**DIRECTIONS FOR THIS TASK:** Extract every line of the records below word for word, and leave the pictures out of your answer.

(Stored data entries)
━━━━━━━━━━

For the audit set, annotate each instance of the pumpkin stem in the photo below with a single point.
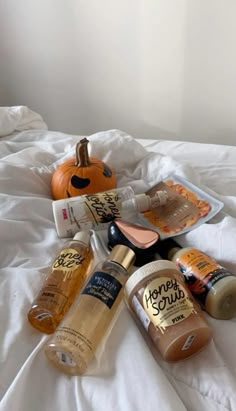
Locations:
(81, 150)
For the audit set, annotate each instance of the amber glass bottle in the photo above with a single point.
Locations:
(68, 274)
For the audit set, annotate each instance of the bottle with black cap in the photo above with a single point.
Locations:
(74, 343)
(212, 285)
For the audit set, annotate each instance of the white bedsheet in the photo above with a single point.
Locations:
(130, 379)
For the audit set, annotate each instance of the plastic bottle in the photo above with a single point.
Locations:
(94, 210)
(213, 285)
(165, 311)
(68, 274)
(73, 345)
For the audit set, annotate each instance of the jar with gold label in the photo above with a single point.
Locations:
(164, 308)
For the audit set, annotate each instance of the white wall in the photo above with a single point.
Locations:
(161, 69)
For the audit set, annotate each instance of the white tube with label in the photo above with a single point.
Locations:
(92, 211)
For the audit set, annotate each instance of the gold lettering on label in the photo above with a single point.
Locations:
(166, 302)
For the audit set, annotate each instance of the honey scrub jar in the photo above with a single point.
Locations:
(163, 306)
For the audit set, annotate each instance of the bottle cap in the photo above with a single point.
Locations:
(83, 236)
(165, 246)
(122, 255)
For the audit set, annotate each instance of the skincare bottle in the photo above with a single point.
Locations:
(68, 274)
(213, 285)
(165, 311)
(93, 211)
(73, 345)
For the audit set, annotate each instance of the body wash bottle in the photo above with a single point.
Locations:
(210, 283)
(74, 343)
(92, 211)
(68, 274)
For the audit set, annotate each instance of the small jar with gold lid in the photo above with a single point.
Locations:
(163, 306)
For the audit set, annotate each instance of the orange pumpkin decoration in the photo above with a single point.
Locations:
(81, 175)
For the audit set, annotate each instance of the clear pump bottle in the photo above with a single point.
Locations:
(73, 345)
(68, 274)
(94, 210)
(210, 283)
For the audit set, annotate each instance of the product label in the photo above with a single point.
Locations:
(68, 260)
(103, 207)
(166, 302)
(65, 359)
(200, 271)
(141, 313)
(188, 342)
(104, 287)
(58, 286)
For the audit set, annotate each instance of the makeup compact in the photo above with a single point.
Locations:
(142, 240)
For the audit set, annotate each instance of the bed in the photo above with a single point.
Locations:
(130, 378)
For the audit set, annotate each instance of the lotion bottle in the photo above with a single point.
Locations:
(68, 274)
(74, 344)
(93, 211)
(210, 283)
(165, 311)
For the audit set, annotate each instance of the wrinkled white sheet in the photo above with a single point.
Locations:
(130, 378)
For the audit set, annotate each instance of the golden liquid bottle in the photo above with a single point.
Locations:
(73, 345)
(68, 274)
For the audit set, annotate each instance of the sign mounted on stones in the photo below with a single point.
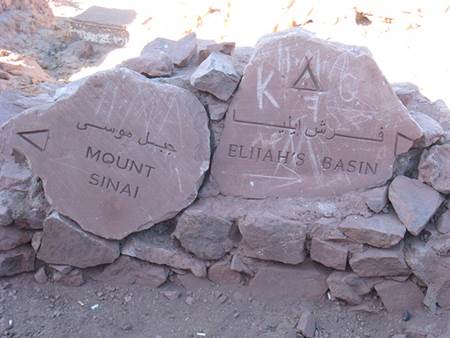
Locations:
(310, 118)
(119, 154)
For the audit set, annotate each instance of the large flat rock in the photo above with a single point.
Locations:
(310, 118)
(118, 155)
(381, 231)
(64, 243)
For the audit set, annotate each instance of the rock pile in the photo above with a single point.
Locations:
(351, 183)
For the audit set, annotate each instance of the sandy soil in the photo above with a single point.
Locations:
(202, 309)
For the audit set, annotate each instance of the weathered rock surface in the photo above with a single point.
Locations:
(5, 216)
(221, 273)
(273, 238)
(381, 231)
(328, 253)
(300, 117)
(205, 234)
(306, 325)
(22, 67)
(434, 167)
(349, 287)
(152, 64)
(431, 265)
(180, 52)
(217, 76)
(73, 278)
(376, 198)
(374, 262)
(127, 271)
(414, 202)
(129, 138)
(432, 130)
(443, 223)
(64, 242)
(399, 296)
(11, 237)
(306, 281)
(413, 100)
(161, 249)
(16, 261)
(207, 48)
(41, 276)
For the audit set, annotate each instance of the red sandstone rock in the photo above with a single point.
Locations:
(381, 231)
(306, 325)
(217, 76)
(434, 167)
(152, 64)
(349, 287)
(222, 47)
(104, 150)
(310, 118)
(11, 237)
(73, 278)
(180, 52)
(208, 235)
(376, 198)
(270, 237)
(399, 296)
(414, 101)
(15, 261)
(443, 223)
(306, 281)
(63, 242)
(331, 254)
(430, 267)
(374, 262)
(5, 216)
(126, 271)
(221, 273)
(432, 130)
(161, 249)
(414, 202)
(41, 276)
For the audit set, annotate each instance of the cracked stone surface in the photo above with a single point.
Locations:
(310, 118)
(118, 155)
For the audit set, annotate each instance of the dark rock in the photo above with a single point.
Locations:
(414, 202)
(127, 271)
(161, 249)
(64, 242)
(16, 261)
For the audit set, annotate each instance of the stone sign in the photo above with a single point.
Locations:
(119, 155)
(310, 118)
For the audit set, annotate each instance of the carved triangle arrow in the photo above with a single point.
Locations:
(307, 79)
(37, 138)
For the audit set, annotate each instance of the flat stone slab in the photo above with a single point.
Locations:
(310, 118)
(64, 243)
(381, 231)
(118, 155)
(414, 202)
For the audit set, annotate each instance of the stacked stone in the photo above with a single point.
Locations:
(392, 239)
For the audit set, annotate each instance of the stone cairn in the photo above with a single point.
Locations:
(291, 168)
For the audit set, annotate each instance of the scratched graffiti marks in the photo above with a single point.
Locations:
(310, 118)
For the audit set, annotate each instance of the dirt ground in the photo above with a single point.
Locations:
(202, 309)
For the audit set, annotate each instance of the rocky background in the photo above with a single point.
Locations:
(389, 245)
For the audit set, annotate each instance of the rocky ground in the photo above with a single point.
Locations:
(189, 308)
(37, 57)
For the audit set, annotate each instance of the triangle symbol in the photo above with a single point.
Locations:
(37, 138)
(307, 80)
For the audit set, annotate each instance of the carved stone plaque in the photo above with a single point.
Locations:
(310, 118)
(119, 155)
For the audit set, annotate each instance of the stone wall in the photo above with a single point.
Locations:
(388, 235)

━━━━━━━━━━

**SOLUTION TO THIS TASK:**
For the audit set, annotate each instance of the pumpkin stem in the photo below with a single point.
Locations:
(81, 150)
For the audit set, annotate each instance of the amber glass bottle in the photo above with a single point.
Locations:
(68, 274)
For the audit set, annotate each instance of the bottle with black cap in the photo above with a single point.
Locations:
(74, 343)
(212, 285)
For the audit set, annotate each instance of the white bedsheet in the photo above with a single point.
Locations:
(130, 379)
For the audit set, annotate each instance of the plastic bottle in the photo above with a single point.
Locations:
(94, 210)
(213, 285)
(165, 311)
(68, 274)
(73, 345)
For the audit set, annotate each instance of the jar with gold label in the photo above with a single point.
Locations:
(164, 308)
For the audit set, annotate each instance of the white wall in the photo above with a single point.
Locations:
(161, 69)
For the audit set, annotate each instance of the white tube with label in the photo above with a single point.
Locations:
(92, 211)
For the audit set, annotate each instance of the gold lettering on label in the photo above with a single point.
Locations:
(166, 302)
For the audit set, annotate each instance of the honey scrub jar in the photo above with a single point.
Locations:
(163, 306)
For the audit set, annotate each instance of the bottle cap in the photo above with a single point.
Locations:
(83, 236)
(165, 246)
(122, 255)
For the audit set, annotate each instance of the skincare bottle in the photo above with a single point.
Locations:
(68, 274)
(213, 285)
(165, 311)
(93, 211)
(73, 345)
For the audit set, annotate each instance of the body wash bottle in the photo above with a single point.
Locations:
(210, 283)
(74, 343)
(92, 211)
(68, 274)
For the audit set, annotate each instance of the small jar with gold lid in the photo above with a single point.
Locations:
(163, 306)
For the audit set, annotate each instance of the orange pumpkin decoration in the photo above with a single point.
Locations:
(81, 175)
For the audit set, annotate each instance of the clear pump bottle in the photo above with a single point.
Locations:
(73, 345)
(68, 274)
(94, 210)
(210, 283)
For the audit set, annotate each instance of the product label in the photo above with a single point.
Locations:
(68, 260)
(103, 207)
(166, 302)
(65, 359)
(200, 271)
(141, 313)
(188, 342)
(104, 287)
(58, 286)
For the audit set, annotate each instance of the makeup compact in the photo above with a single point.
Locations:
(142, 240)
For the audit set, annotate each instance of the bed in the photo above with a single point.
Locations:
(130, 378)
For the audit set, annotate each instance of the lotion bottle in the photo above with a single point.
Locations:
(68, 274)
(74, 344)
(93, 211)
(210, 283)
(165, 311)
For the audit set, annotate each instance of the wrinkled white sheet in the photo above with a single point.
Locations:
(130, 378)
For the audit set, annotate each instance of the golden liquid bottle in the photo above with a single point.
Locations:
(73, 345)
(68, 274)
For the audit set, annotate each instance of the sign mounted on stones in the photo below with a single point.
Locations:
(310, 118)
(119, 154)
For the audit set, annotate each instance of the large flat rock in the photo above with a single point.
Locations:
(310, 118)
(118, 155)
(381, 231)
(64, 243)
For the audit set, annotate each instance of the rock pile in the photo above with a single point.
Locations:
(351, 183)
For the audit set, annotate each instance of the sandy soil in the photo above with a single point.
Locations:
(202, 309)
For the audit set, annotate each instance of the weathered rock surface in the photo above with a single point.
Locations:
(5, 216)
(221, 273)
(273, 238)
(381, 231)
(328, 253)
(300, 117)
(205, 234)
(306, 325)
(22, 67)
(434, 167)
(349, 287)
(152, 64)
(431, 265)
(180, 52)
(217, 76)
(73, 278)
(376, 198)
(374, 262)
(127, 271)
(414, 202)
(129, 138)
(432, 130)
(443, 223)
(64, 242)
(399, 296)
(11, 237)
(306, 281)
(413, 100)
(161, 249)
(16, 261)
(207, 48)
(41, 276)
For the audit set, annotate each instance of the red sandstone rock in the photo above with a single point.
Locations:
(381, 231)
(306, 325)
(217, 76)
(434, 167)
(152, 64)
(349, 287)
(222, 47)
(104, 150)
(310, 118)
(11, 237)
(73, 278)
(180, 52)
(208, 235)
(376, 198)
(270, 237)
(399, 296)
(414, 101)
(15, 261)
(443, 223)
(306, 281)
(63, 242)
(331, 254)
(430, 267)
(374, 262)
(5, 216)
(126, 271)
(221, 273)
(432, 130)
(161, 249)
(414, 202)
(41, 276)
For the audit set, annotate each instance of the cracked stone surface in the photo above with a single point.
Locations:
(310, 118)
(118, 155)
For the audit set, annotate each instance of the dark rock in the photo above with a single point.
Locations:
(414, 202)
(127, 271)
(161, 249)
(64, 242)
(16, 261)
For the audit set, annotate each instance of the stone sign in the photo above with a single point.
Locations:
(119, 155)
(310, 118)
For the audit set, annotate each instance of the carved triangle arrow in the photo above with a single point.
Locations:
(307, 79)
(37, 138)
For the audit set, annotate each instance of the flat stone slab in the photo above with a single point.
Locations:
(310, 118)
(64, 243)
(381, 231)
(118, 155)
(414, 202)
For the audit set, annotate each instance of the stacked stone in the photo above with a single point.
Locations:
(392, 239)
For the audit set, annotate each instance of the stone cairn in the photo above with a single point.
Locations:
(291, 168)
For the audit set, annotate each instance of the scratched graffiti marks in the photo above with a single point.
Locations:
(310, 118)
For the audit set, annotate each instance of the dirt ground in the photo above with a single point.
Locations:
(202, 309)
For the audit set, annotate each instance of the rocky background in the photo above with a single point.
Locations:
(389, 245)
For the audit set, annotate each instance of the rocky ground in the photo above with a single point.
Locations:
(189, 308)
(37, 57)
For the audit set, annotate each instance of the triangle symbol in the photo above with a single point.
Locations:
(37, 138)
(307, 80)
For the audit set, annotate each instance of the carved stone plaque in the photo above with a single point.
Locations:
(310, 118)
(119, 155)
For the audit set, annotate each instance of the stone wall in the photo above with a single point.
Locations:
(388, 235)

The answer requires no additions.